*Instructions*.
1 – Answer these questions using the passage on eclipses:
(a) From which part of the earth can a total eclipse be seen?
(b) What color is the light behind the red streamers around the black moon?
(c) Why can't the prominences be seen at ordinary times?
2 – Can you put this sentence from the passage on eclipses into French: "In this band astronomers choose the best observatories, and there they take up their stations."
3 – What comes next in the passage on eclipses? Continue it from where it stops.

A total eclipse is not visible from all parts of the world, but only from that small part on which the shadow of the moon falls, and as the earth travels, this shadow, which is really a round spot, passes along, making a dark band. In this band astronomers choose the best observatories, and there they take up their stations. The dark body of the moon first appears to cut a little piece out of the side of the sun, and as it sails on, gradually blotting out more and more, eager telescopes follow it; at last it covers up the whole sun, and then a marvellous spectacle appears, for all round the edges of the black moon are seen glorious red streamers and arches and filaments of marvellous shapes, continually changing. These are thrown against a background of pale green light that surrounds the black moon and the hidden sun. In early days astronomers thought these wonderful coloured streamers belonged to the moon; but it was soon proved that they really are part of the sun, and are only invisible at ordinary times, because our atmosphere is too bright to allow them to be seen. An instrument has now been invented to cut off most of the light of the sun, and when this is attached to a telescope these prominences, as they are called, can be seen at any time, so that there is no need to wait for an eclipse.

*Records provided*.
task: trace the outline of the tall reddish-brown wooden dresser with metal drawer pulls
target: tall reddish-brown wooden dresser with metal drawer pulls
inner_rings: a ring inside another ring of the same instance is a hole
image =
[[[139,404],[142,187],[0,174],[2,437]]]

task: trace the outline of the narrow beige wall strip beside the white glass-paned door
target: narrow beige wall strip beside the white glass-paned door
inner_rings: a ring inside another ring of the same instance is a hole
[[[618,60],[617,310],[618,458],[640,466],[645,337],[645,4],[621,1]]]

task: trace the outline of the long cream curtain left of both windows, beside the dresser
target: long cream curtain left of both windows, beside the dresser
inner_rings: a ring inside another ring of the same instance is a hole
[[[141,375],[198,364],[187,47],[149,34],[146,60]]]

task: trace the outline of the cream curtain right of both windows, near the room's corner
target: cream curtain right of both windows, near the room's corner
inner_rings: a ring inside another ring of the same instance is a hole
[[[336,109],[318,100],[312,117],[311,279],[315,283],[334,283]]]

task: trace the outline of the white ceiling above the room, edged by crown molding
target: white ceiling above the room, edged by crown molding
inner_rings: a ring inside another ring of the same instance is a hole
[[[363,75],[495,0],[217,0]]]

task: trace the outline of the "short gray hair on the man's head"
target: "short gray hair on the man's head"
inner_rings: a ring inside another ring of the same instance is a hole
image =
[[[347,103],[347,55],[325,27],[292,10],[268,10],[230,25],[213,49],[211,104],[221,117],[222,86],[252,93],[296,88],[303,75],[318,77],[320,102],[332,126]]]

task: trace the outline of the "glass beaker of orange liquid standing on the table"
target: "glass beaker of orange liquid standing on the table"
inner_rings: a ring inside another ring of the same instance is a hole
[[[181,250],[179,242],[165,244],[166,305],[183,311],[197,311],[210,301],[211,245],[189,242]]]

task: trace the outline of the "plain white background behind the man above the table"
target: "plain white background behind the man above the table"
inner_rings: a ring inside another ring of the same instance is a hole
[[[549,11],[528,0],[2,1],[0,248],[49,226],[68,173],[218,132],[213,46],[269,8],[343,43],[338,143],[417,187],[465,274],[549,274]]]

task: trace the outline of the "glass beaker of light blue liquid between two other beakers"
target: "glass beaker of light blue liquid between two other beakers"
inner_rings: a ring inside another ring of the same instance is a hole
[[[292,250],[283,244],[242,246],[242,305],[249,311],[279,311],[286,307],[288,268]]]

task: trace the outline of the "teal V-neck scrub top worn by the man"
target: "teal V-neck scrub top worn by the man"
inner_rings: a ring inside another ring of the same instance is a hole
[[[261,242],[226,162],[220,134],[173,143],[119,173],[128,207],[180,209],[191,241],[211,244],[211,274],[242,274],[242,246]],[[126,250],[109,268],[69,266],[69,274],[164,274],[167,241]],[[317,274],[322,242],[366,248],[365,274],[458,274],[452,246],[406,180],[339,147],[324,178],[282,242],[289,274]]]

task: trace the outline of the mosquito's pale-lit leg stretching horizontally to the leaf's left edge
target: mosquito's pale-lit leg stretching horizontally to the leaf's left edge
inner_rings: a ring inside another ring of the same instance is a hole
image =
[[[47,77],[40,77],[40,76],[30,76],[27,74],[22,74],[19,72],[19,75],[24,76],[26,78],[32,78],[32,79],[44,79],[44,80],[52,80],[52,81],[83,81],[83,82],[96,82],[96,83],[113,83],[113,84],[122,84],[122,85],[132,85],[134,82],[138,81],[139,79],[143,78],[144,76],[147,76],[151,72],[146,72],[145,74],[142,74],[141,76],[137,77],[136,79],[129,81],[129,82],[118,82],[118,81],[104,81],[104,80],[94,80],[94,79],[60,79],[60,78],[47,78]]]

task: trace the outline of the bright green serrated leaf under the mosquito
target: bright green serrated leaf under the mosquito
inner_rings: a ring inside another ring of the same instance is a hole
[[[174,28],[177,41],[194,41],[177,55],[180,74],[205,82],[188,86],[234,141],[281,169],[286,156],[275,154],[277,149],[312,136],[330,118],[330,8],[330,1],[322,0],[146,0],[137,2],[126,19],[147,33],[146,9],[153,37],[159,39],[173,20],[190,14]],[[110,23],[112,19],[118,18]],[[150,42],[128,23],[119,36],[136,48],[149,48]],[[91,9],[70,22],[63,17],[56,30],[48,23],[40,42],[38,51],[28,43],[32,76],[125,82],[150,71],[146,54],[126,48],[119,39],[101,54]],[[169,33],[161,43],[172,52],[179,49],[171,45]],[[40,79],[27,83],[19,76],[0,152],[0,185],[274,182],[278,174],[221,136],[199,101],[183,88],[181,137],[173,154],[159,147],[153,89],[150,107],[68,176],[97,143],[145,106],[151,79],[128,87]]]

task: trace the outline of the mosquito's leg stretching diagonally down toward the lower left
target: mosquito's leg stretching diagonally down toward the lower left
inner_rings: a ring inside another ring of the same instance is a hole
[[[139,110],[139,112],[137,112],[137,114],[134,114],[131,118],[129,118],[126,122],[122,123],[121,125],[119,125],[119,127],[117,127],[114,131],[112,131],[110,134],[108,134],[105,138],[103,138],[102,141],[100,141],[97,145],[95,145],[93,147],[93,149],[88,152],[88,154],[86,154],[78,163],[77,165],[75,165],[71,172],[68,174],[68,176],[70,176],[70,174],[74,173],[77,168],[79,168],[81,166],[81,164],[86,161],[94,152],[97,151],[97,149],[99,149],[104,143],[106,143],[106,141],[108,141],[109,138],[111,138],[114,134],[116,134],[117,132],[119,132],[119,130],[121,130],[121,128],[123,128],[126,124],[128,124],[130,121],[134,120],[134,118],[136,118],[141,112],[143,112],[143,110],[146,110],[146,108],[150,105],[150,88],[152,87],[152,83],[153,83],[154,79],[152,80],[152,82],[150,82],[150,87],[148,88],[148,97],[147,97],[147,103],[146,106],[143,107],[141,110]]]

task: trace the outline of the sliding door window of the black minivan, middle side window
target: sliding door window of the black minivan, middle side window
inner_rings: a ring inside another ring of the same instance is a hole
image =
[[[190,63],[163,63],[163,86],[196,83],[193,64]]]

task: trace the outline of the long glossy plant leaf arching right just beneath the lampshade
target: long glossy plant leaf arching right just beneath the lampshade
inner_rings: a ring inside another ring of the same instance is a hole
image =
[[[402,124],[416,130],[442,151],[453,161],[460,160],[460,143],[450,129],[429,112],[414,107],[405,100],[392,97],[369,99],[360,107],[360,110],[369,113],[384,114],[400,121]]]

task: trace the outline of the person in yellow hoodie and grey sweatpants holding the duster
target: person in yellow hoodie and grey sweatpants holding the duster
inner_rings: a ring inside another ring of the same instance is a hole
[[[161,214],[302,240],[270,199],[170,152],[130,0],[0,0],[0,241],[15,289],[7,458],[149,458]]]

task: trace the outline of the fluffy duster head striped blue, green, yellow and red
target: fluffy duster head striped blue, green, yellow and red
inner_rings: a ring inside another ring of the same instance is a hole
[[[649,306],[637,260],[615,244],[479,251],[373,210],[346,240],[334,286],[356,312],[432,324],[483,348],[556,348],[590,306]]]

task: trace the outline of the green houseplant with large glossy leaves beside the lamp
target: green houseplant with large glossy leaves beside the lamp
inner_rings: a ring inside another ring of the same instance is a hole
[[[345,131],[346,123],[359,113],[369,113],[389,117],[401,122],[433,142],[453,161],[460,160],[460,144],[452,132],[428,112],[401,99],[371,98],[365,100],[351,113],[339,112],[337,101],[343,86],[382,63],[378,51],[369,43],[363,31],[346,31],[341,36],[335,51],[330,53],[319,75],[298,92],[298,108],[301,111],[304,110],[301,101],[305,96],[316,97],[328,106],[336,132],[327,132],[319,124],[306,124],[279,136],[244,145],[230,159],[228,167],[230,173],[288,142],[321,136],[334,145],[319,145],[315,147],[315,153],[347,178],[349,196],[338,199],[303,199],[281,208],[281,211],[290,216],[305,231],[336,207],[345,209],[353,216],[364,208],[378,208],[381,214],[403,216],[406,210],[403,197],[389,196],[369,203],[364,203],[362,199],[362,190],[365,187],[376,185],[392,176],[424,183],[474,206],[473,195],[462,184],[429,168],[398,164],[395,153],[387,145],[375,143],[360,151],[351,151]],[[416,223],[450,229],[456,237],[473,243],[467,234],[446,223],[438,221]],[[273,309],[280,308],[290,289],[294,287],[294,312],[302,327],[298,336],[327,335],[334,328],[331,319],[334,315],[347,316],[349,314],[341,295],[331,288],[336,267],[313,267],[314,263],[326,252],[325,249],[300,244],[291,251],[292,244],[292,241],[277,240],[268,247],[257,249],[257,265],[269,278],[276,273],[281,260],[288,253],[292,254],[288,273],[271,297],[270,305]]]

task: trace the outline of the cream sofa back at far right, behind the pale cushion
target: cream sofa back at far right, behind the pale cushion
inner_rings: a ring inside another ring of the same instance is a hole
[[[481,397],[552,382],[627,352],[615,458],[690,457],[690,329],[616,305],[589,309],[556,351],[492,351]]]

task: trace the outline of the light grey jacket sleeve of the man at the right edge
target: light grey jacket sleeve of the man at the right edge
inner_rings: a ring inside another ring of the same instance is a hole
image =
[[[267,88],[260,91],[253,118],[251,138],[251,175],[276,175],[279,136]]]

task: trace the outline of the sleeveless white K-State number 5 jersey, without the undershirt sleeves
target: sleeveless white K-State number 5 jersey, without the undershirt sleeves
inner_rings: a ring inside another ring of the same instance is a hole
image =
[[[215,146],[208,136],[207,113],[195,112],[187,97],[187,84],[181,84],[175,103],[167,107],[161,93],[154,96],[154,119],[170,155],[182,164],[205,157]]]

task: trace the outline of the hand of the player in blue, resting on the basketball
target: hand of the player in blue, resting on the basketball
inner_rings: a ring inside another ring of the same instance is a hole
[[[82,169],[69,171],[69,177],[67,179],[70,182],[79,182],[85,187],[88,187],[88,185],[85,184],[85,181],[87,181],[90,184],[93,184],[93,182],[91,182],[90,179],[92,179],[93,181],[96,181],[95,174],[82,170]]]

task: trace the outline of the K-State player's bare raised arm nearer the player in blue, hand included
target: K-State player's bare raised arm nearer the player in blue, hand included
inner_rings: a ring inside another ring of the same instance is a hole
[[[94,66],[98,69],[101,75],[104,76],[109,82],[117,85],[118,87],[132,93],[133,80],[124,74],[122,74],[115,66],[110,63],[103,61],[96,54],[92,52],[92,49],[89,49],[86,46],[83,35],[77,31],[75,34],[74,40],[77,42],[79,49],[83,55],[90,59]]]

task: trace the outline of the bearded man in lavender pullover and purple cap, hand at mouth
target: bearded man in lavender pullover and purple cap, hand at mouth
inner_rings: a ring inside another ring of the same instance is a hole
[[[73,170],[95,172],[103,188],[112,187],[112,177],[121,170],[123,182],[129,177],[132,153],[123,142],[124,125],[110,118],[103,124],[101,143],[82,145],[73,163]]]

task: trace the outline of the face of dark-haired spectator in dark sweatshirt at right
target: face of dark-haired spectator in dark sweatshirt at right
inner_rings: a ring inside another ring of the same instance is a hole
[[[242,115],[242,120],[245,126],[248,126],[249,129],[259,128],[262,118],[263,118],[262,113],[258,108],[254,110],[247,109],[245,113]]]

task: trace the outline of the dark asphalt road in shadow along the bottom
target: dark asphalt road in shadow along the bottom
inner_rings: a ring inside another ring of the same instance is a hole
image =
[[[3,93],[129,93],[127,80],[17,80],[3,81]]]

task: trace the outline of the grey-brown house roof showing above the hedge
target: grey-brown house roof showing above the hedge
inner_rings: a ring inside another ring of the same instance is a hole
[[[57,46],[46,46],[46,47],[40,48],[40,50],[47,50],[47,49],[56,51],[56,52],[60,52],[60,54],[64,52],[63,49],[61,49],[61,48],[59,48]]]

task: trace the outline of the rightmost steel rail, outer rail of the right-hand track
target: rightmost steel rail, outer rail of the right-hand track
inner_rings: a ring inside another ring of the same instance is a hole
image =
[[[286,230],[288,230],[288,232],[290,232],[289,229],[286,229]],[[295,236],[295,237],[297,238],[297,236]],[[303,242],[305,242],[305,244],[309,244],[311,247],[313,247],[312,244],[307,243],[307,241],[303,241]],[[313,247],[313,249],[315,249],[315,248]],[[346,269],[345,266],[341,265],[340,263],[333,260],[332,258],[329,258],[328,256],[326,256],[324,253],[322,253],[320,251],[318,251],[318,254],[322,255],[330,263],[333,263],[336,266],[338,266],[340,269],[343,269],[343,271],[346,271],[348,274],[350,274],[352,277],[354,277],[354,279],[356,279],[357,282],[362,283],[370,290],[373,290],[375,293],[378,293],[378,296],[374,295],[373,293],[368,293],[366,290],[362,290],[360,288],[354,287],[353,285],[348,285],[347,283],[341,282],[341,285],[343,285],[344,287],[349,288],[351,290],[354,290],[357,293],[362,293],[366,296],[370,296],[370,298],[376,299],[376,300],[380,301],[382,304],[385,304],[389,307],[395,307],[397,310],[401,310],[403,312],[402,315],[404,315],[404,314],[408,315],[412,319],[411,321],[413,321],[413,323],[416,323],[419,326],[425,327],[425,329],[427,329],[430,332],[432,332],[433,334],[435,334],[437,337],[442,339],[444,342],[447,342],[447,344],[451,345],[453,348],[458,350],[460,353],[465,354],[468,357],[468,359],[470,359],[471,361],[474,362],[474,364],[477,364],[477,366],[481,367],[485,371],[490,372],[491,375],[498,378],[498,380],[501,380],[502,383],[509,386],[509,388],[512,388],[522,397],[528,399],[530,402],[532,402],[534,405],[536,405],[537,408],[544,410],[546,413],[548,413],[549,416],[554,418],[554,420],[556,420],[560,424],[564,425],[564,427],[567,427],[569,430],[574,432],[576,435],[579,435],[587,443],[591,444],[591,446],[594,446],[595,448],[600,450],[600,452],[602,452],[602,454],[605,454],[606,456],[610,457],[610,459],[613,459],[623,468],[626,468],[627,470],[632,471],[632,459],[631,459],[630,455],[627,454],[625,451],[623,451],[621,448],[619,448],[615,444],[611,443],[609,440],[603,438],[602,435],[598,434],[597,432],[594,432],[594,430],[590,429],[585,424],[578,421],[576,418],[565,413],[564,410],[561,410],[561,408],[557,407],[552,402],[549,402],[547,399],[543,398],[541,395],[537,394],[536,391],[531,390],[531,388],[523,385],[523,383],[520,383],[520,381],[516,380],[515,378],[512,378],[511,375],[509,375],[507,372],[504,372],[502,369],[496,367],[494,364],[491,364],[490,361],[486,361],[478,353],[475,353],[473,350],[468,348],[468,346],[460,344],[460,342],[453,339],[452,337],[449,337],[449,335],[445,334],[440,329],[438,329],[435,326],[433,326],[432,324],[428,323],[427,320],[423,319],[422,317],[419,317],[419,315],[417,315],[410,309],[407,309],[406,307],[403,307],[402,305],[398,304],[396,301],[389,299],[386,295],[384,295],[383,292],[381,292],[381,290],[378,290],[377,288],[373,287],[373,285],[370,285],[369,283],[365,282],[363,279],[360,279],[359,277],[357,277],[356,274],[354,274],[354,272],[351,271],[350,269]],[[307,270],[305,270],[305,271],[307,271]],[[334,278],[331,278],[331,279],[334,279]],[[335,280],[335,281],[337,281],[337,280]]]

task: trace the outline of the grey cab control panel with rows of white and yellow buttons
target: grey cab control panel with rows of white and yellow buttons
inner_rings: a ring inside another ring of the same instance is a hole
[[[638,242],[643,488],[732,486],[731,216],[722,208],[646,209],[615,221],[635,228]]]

*Answer set*.
1 –
(a) Only from the small part on which the shadow of the moon falls.
(b) Pale green.
(c) Because our atmosphere is too bright to allow them to be seen.

2 – Dans cette bande, les astronomes choisissent les meilleurs observatoires, et c'est là qu'ils prennent leurs postes.

3 –
What are these marvellous streamers and filaments? They are what they seem, eruptions of fiery matter discharged from the ever-palpitating sun thousands of miles into surrounding space. They are for ever shooting out and bursting and falling back, fireworks on a scale too enormous for us to conceive. Some of these brilliant flames extend for three hundred thousand miles, so that in comparison with one of them the whole world would be but a tiny ball, and this is going on day and night without cessation. Look at the picture where the artist has made a little black ball to represent the earth as she would appear if she could be seen in the midst of the flames shooting out from the sun. Do not make a mistake and think the earth really could be in this position; she is only shown there so that you may see how tiny she is in comparison with the sun. All the time you have lived and your father, and grandfather, and right back to the beginnings of English history, and far, far further into the dim ages, this stupendous exhibition of energy and power has continued, and only of late years has anyone known anything about it; even now a mere handful of people do know, and the rest, who are warmed and fed and kept alive by the gracious beams of this great revolving glowing fireball, never give it a thought.

I said just now a pale green halo surrounded the sun, extending far beyond the prominences; this is called the corona and can only be seen during an eclipse. It surrounds the sun in a kind of shell, and there is reason to believe that it too is made of luminous stuff ejected by the sun in its burning fury. It is composed of large streamers or filaments, which seem to shoot out in all directions; generally these are not much larger than the apparent width of the sun, but sometimes they extend much further. The puzzle is, this corona cannot be an atmosphere in any way resembling that of our earth; for the gravitational force of the sun, owing to its enormous size, is so great that it would make any such atmosphere cling to it much more densely near to the surface, while it would be thinner higher up, and the corona is not dense in any way, but thin and tenuous throughout. This makes it very difficult to explain; it is supposed that some kind of electrical force enters into the problem, but what it is exactly we are far from knowing yet.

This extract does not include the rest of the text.